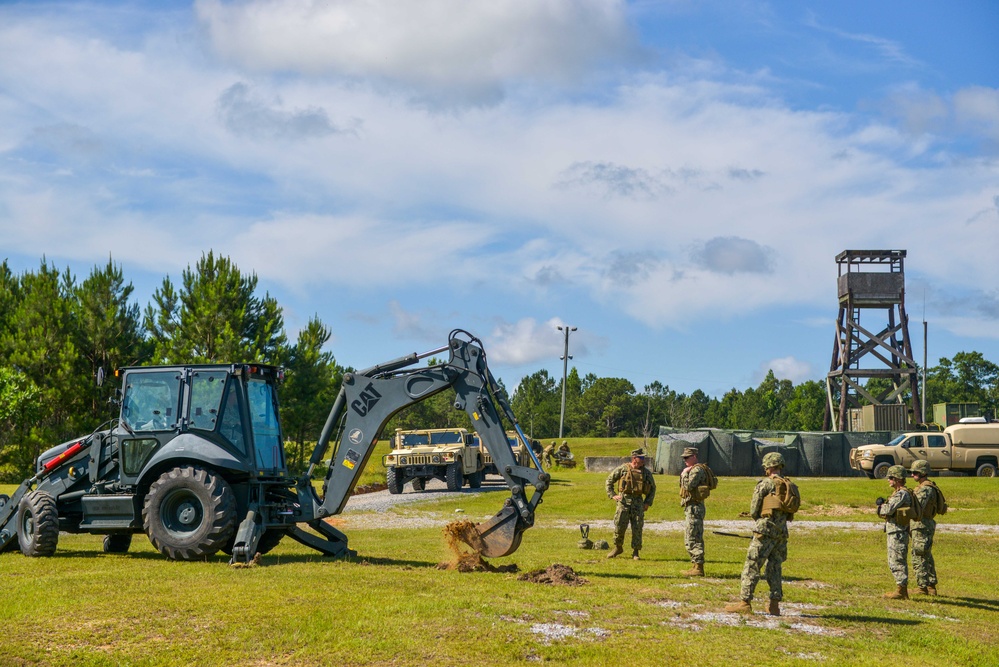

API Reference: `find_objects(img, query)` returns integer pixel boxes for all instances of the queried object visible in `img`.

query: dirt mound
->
[517,563,587,586]
[437,521,518,572]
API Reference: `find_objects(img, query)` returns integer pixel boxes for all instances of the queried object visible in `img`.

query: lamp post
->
[558,325,576,439]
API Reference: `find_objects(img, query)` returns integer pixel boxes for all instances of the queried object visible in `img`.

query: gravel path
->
[340,477,999,535]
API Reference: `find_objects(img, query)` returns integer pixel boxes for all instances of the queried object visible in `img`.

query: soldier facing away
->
[680,447,713,577]
[878,465,912,600]
[605,449,656,560]
[725,452,794,616]
[909,461,946,595]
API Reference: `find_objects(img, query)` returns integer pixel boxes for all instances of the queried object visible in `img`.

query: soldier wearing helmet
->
[909,460,944,595]
[725,452,793,616]
[680,447,713,577]
[605,449,656,560]
[878,465,912,600]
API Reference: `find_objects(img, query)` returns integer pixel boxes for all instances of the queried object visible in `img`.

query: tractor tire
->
[385,468,402,496]
[142,466,236,560]
[104,533,132,554]
[17,491,59,558]
[444,461,465,491]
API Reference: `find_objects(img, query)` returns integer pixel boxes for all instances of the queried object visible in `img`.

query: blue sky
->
[0,0,999,395]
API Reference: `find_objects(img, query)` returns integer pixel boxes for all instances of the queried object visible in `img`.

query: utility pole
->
[558,325,576,438]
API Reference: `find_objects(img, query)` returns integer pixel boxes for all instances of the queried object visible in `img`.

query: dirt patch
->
[437,521,519,572]
[517,563,588,586]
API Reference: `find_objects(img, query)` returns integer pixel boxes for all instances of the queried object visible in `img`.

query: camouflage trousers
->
[909,526,937,587]
[614,497,645,549]
[683,503,705,565]
[888,530,909,586]
[739,533,787,602]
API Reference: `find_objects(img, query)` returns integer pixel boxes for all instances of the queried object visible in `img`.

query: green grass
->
[0,454,999,666]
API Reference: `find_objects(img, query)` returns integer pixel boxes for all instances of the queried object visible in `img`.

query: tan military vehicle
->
[850,419,999,479]
[382,428,485,493]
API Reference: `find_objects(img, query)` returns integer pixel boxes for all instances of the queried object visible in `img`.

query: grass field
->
[0,442,999,666]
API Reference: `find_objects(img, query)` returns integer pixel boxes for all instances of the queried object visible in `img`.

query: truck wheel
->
[104,533,132,554]
[142,466,236,560]
[444,461,465,491]
[17,491,59,558]
[385,468,402,496]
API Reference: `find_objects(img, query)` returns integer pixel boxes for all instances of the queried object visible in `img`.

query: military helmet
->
[763,452,784,468]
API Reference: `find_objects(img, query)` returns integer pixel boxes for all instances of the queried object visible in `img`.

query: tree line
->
[0,252,999,482]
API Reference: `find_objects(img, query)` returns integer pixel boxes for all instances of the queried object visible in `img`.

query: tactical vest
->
[618,466,652,496]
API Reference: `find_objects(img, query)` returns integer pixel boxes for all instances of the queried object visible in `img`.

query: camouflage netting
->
[655,426,897,477]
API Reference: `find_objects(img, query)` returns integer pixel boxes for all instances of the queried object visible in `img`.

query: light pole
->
[558,325,576,439]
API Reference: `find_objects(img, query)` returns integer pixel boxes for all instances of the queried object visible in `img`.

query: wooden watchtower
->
[824,250,923,431]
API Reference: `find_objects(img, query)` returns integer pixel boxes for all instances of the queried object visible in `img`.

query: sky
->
[0,0,999,396]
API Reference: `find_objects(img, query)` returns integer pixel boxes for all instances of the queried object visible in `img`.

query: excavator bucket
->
[458,505,524,558]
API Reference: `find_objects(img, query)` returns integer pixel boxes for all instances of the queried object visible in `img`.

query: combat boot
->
[680,563,704,577]
[725,600,753,614]
[884,586,909,600]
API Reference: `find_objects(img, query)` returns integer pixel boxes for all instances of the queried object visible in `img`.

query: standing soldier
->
[605,449,656,560]
[909,461,946,595]
[878,466,912,600]
[725,452,800,616]
[680,447,714,577]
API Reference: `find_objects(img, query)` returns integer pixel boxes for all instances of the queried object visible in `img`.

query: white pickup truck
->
[850,420,999,479]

:::

### REQUIREMENTS
Copy all of the material above word for word, leaving out the pictures.

### SOLUTION FOR THIS EXERCISE
API Reference: `find_objects(img, query)` returns integer pixel boxes for all instances of the queried object visible in `img`.

query: dirt mound
->
[517,563,587,586]
[437,521,518,572]
API Reference: `find_objects(img, query)` returns integer pixel boxes for all instances of the queried object visible in `img`.

query: lamp post
->
[558,325,576,439]
API Reference: `find_objects(img, query)` returns integer pixel boxes for all instances of the queried object visible in `img`.

query: gravel path
->
[340,477,999,535]
API Reference: `find_objects(img, query)` returns integer pixel boxes for all instances of the queried object visible in `img`.

query: soldier facing away
->
[680,447,713,577]
[878,465,912,600]
[605,449,656,560]
[725,452,794,616]
[909,461,946,595]
API Reference: `find_objects(img, query)` returns integer pixel boxes for all instances of the queried object visible in `img`.

query: soldier wearing helmet
->
[909,460,944,595]
[725,452,793,616]
[680,447,713,577]
[605,449,656,560]
[878,465,912,600]
API Reference: `find_objects(img, query)` returns integer pixel boxes for all instances of the queried object visible in `img`.

query: tractor tire
->
[385,468,402,496]
[142,466,236,560]
[104,533,132,554]
[17,491,59,558]
[444,461,465,491]
API Reference: `find_objects(img, query)` returns integer pixel boxes for all instances of the queried object visible in `img`.

query: blue sky
->
[0,0,999,395]
API Reference: `find_objects(img, query)` returns integer pixel boxes for all instances of the queried object visible in `img`.

query: utility pole
->
[558,325,576,438]
API Reference: `find_objects(img, query)` returns integer pixel boxes for all instances of the queried object visible in `img`.

query: dirt patch
->
[437,521,519,572]
[517,563,588,586]
API Reference: `find_objects(img, query)` returns integer pixel boxes for all instances of the queried object visible in `img`.

query: camouflage trousers
->
[909,526,937,587]
[614,497,645,549]
[683,503,705,565]
[888,530,909,586]
[739,533,787,602]
API Reference: `find_objects(img, query)` returns integer pixel boxes for all instances of the queried object visible in `img`.

query: green grass
->
[0,454,999,666]
API Reference: `find_objects(img, query)` returns integer pixel boxes for all instances of the queried object visible in `img`.

query: tan military vehicle
->
[850,419,999,479]
[382,428,485,493]
API Reference: `find_objects(img, query)` returns integer pixel boxes for all instances of the queried object visible in `img`.

query: grass field
->
[0,442,999,666]
API Reference: `find_objects(img, query)` returns integer pixel boxes for all instances of the queried object visible in `img`.

query: truck wheel
->
[104,533,132,554]
[142,466,236,560]
[444,461,465,491]
[17,491,59,558]
[385,468,402,496]
API Reference: `find_objects(img, query)` returns integer pixel boxes for all instances of the queried object visible in `img`.

query: military helmet
->
[763,452,784,468]
API Reference: `find_objects(img, query)` returns integer pixel boxes for all instances of the queried object visible in `img`.

query: tree line
->
[0,252,999,482]
API Reference: `find_objects(img, query)` returns integer pixel boxes for all instances of the queried object visible in `img`.

query: tactical vest
->
[618,466,652,496]
API Reference: `find_objects(img, query)` returns integer pixel boxes for all instances of the queried object visible in `img`.

query: camouflage netting
->
[655,426,897,477]
API Reference: `find_objects(img, query)` returns integer pixel boxes for all instances of the queried object visible in `img`.

query: light pole
->
[558,325,576,439]
API Reference: `find_objects(img, query)` returns integer pixel boxes for all instances of the queried object visible in `img`.

query: wooden watchtower
->
[824,250,923,431]
API Reference: `find_objects(img, query)` returns integer pixel boxes for all instances of the queried object visible in `img`.

query: sky
->
[0,0,999,396]
API Reference: `find_objects(img, query)` returns integer pixel boxes for all instances of the queried object visible in `img`.

query: excavator bucket
->
[458,505,524,558]
API Reference: `find_objects(img, query)` returns integer pixel boxes for all instances of the queried object visible in `img`.

query: combat boot
->
[680,563,704,577]
[725,600,753,614]
[884,586,909,600]
API Reference: `find_objects(img, query)` returns integer pixel boxes for all instances of the queried object visible in `img`.

query: standing soldier
->
[605,449,656,560]
[909,461,946,595]
[878,466,912,600]
[725,452,800,616]
[680,447,714,577]
API Reference: `find_objects(img, query)` returns integer pixel boxes for all instances of the queried object visible in `img`.

query: white pickup truck
->
[850,420,999,479]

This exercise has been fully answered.